Given records:
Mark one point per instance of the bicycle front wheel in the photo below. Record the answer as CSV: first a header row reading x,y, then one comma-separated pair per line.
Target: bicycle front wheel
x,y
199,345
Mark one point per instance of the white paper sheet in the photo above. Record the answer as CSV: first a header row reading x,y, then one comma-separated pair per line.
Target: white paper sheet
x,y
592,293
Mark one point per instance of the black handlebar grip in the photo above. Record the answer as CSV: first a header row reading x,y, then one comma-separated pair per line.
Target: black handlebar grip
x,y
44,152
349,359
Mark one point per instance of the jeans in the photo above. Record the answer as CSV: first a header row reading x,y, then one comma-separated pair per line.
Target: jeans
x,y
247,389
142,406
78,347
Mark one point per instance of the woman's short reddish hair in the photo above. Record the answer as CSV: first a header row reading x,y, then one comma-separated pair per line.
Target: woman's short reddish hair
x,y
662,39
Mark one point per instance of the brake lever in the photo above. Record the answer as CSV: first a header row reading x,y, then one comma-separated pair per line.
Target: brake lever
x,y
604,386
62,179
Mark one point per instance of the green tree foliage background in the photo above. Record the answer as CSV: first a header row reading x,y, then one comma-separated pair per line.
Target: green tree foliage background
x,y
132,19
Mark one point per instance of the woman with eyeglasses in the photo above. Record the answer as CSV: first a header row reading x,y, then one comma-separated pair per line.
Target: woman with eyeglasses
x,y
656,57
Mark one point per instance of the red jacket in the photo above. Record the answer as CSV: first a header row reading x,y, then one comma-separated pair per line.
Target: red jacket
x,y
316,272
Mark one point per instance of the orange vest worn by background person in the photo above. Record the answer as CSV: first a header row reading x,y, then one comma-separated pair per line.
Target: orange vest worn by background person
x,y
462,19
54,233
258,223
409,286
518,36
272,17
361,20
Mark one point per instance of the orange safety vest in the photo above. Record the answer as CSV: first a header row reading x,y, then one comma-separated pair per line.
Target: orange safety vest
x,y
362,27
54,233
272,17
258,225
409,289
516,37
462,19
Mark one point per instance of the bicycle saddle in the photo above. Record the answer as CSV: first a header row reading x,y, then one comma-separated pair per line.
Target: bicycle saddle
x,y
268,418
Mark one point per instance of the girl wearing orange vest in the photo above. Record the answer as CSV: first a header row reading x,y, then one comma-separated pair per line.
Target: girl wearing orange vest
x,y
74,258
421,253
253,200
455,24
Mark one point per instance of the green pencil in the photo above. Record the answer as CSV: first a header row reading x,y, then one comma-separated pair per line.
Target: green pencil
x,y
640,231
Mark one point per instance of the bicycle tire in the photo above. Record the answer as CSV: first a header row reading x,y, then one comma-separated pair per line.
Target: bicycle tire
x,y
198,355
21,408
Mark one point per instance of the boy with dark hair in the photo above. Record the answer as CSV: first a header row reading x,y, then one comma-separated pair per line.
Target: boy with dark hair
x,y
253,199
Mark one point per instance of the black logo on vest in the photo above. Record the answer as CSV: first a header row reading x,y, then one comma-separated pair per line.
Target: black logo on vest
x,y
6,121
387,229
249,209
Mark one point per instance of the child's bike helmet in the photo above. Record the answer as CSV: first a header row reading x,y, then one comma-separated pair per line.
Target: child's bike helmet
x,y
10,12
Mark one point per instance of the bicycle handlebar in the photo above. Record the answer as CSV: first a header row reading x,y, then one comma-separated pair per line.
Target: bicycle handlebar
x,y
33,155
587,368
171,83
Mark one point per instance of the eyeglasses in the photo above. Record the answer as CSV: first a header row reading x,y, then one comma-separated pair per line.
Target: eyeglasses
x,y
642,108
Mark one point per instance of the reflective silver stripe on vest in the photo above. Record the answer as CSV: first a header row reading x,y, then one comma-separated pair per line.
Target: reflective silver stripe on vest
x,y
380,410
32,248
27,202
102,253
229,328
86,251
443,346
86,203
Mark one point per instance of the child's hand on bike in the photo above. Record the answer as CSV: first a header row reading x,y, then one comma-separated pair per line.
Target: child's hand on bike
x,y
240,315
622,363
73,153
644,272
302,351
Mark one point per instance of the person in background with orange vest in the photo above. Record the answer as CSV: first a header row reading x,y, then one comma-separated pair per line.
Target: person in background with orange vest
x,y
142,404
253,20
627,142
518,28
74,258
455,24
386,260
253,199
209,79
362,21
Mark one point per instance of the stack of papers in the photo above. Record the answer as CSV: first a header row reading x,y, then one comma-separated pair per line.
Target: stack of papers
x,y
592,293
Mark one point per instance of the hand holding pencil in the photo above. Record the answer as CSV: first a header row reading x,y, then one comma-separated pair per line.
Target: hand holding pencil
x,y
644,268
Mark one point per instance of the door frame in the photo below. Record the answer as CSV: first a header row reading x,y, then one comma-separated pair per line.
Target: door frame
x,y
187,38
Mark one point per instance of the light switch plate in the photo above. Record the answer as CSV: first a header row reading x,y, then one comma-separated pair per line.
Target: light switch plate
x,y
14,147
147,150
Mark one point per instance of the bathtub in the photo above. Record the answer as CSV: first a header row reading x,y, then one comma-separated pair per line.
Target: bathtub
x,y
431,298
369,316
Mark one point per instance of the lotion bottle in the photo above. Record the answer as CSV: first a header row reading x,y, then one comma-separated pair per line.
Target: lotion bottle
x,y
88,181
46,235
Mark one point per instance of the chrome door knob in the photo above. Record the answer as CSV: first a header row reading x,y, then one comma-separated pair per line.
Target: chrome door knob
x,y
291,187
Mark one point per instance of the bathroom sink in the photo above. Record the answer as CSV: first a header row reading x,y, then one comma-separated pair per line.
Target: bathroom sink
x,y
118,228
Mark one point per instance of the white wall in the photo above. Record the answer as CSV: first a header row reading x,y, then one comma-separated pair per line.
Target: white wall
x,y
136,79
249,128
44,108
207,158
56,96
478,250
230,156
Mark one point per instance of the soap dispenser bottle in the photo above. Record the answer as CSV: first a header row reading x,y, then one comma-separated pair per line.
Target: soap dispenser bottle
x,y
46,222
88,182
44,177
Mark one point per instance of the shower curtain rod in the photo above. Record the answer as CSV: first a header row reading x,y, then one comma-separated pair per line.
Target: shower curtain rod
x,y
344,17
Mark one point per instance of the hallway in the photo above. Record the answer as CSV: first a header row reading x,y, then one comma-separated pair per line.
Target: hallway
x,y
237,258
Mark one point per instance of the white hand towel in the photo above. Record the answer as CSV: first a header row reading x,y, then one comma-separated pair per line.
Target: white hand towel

Given task: Reproduce every one of the items above line for line, with no change to any character.

Written answer:
Mark one point per instance of the bicycle front wheel in the photo below. Record the answer as CSV: first a header row reading x,y, then one comma-separated pair per line.
Target: bicycle front wheel
x,y
199,345
Mark one point per instance of the white paper sheet in the photo above. Record the answer as CSV: first a header row reading x,y, then one comma-separated pair per line.
Target: white paper sheet
x,y
592,293
Mark one point per instance of the black handlebar grip in the photo above. Record the answer as CSV: first a header row reading x,y, then one comma-separated pair per line.
Target: black handlebar grip
x,y
44,152
349,359
Mark one point per instance of the jeans in the photo above. Record the answer as CSV: first a header row reading x,y, then one comma-separated pair per line.
Target: jeans
x,y
247,389
142,406
78,347
Mark one point per instance of the woman's short reddish hair in the photo above. Record the answer as CSV: first a header row reading x,y, then one comma-separated pair per line.
Target: woman's short reddish hair
x,y
662,39
Mark one point per instance of the brake lever in the photo above. Record the answer as CSV: first a header row reading x,y, then one comma-separated pair per line.
Target: brake lever
x,y
604,386
62,179
Mark one point per instance of the green tree foliage background in the photo above. Record the answer as CSV: first a header row reading x,y, then one comma-separated pair per line.
Target: green tree foliage background
x,y
132,19
Mark one point per instance of the woman with eyeglasses in the photo above. Record the answer as CSV: first a header row reading x,y, then one comma-separated pair per line.
Target: woman with eyeglasses
x,y
656,57
Mark one point per instance of the red jacket in the photo above. Record the answer as CSV: first a header row reading x,y, then one comma-separated pair per line.
Target: red jacket
x,y
316,272
Mark one point per instance of the orange vest worn by background person in the photo above. Record the answer as CSV: first a header row reading x,y, then one comma-separated pair per line.
Target: orange vest worn by background person
x,y
462,19
54,233
258,223
409,286
518,36
272,17
361,20
Mark one point per instance of the orange safety vest in the photo above. Record the answer as CSV: first a header row reading x,y, then one comma-separated pair per line.
Target: orange safety vest
x,y
362,27
54,233
272,17
258,225
409,289
516,37
462,19
Mark one point per instance of the bicycle saddle in the photo above. Record the answer as CSV: first a header row reading x,y, then one comma-separated pair per line.
Target: bicycle saddle
x,y
268,418
Mark one point per instance of the girl wearing orange vest in the photo above. Record the answer as CSV: first a header row reading x,y, then one comma-separated pair per line.
Target: girl wearing orange vest
x,y
74,258
421,253
253,200
455,24
Mark one point per instance of the green pencil in the photo above. Record the answer as CSV: first a header row reading x,y, then one comma-separated pair per line.
Target: green pencil
x,y
640,231
Mark one point per instance of the bicycle tire in the photo above. Record the answer as CSV: first a header row reading x,y, then one comma-separated pair per line.
Target: bicycle tire
x,y
198,355
21,408
Mark one point per instance of the boy with dark hair in the photo above. Record the answer as CSV: first a header row reading x,y, then one comma-separated pair per line.
Target: boy with dark hair
x,y
253,199
Mark one point per instance of the black logo on vest in the photo above. Record the answer as CSV: first a header row reading x,y, then one comma-separated pair per line.
Target: black logo on vest
x,y
6,121
387,229
249,209
Mark one point per instance of the child's bike helmet in the photo above. Record the answer as CSV: first a header row reading x,y, then one comma-separated pair per line.
Target: child's bike helmet
x,y
10,12
Mark one point per instance of the bicycle handlebar in the photo above. Record the answer as CSV: first a header row reading x,y, then one comma-separated pair per line.
Target: bicycle handlebar
x,y
33,155
587,368
171,83
Mark one point per instance of the eyeglasses in the photo above. Record the answer as CSV: first a header row reading x,y, then one comma-separated pair per line.
Target: eyeglasses
x,y
642,108
Mark one point per instance of the reflective silver stripe on vest in the photo above. Record the answer as CSV: first a header row reading x,y, then one comma-separated pair per line.
Target: reflective silver stripe on vest
x,y
380,410
32,248
27,202
102,253
229,328
86,251
443,346
86,203
Mark one point per instance of the child's hand on bike in the photo above. Record the answer as CSV: first a header row reading x,y, then one comma-separated pair per line.
Target: child's hand on bike
x,y
240,315
622,363
73,153
644,272
302,351
Mark one point per instance of the person in background with orange vest in the photo above. Record the answer as CSV: first a header row reading x,y, then one comma-separated pair per line.
Target: person in background with orange vest
x,y
142,404
253,20
627,142
518,28
74,258
455,24
386,260
253,199
209,79
362,21
Mark one point per instance of the stack of papers in the photo above. Record the answer as CSV: first a header row reading x,y, then one comma-separated pair per line.
Target: stack of papers
x,y
592,293
Mark one point per instance of the hand holding pencil in the photo above. Record the answer as CSV: first a header row reading x,y, then one comma-separated pair per line.
Target: hand holding pencil
x,y
644,268
Mark one point per instance of the door frame in the photo below. Record the answer as CSV: first a header row reading x,y, then one comma-separated pair per line.
Target: door frame
x,y
187,38
Mark one point per instance of the light switch plate in the photo above. Record the answer as CSV: first a header row reading x,y, then one comma-separated pair per line.
Target: light switch plate
x,y
14,147
147,150
Mark one point per instance of the bathtub in the photo above. Record the answer as CSV: first a header row reading x,y, then one comma-separated pair per line.
Target: bathtub
x,y
431,298
369,316
Mark one point per instance of the lotion bottle in the photo above. Record the answer as CSV: first a header row reading x,y, then one comma-separated pair per line.
Target: lotion bottle
x,y
88,181
46,235
Mark one point per instance of the chrome door knob in the photo above. Record the answer as CSV: first a header row reading x,y, then one comma-separated pair per line.
Target: chrome door knob
x,y
291,187
Mark one point per instance of the bathroom sink in the photo above. Record the answer as CSV: first a header row reading x,y, then one comma-separated pair per line.
Target: bathroom sink
x,y
118,228
Mark one point per instance of the white wall in the photo above. Record the answer as CSV: first a header row reading x,y, then one comma-separated pair per line.
Target: white wall
x,y
136,79
249,128
44,108
207,158
56,96
478,250
230,156
Mark one point per instance of the soap dispenser bottle in the photo above. Record the answer as CSV: first a header row reading x,y, then one comma-separated pair per line.
Target: soap dispenser bottle
x,y
46,222
88,182
44,177
Mark one point per instance of the shower curtain rod in the photo above. Record the answer as CSV: first a header row reading x,y, then one comma-separated pair per line.
Target: shower curtain rod
x,y
344,17
Mark one point per instance of the hallway in the photo above. Record the answer as CSV: first a header row reading x,y, then one comma-separated pair per line.
Target: hallway
x,y
237,258
Mark one point per instance of the white hand towel in the photo above. Record the answer as CSV: first a header row reading x,y, then one comma-separated pair per line.
Target: white hand towel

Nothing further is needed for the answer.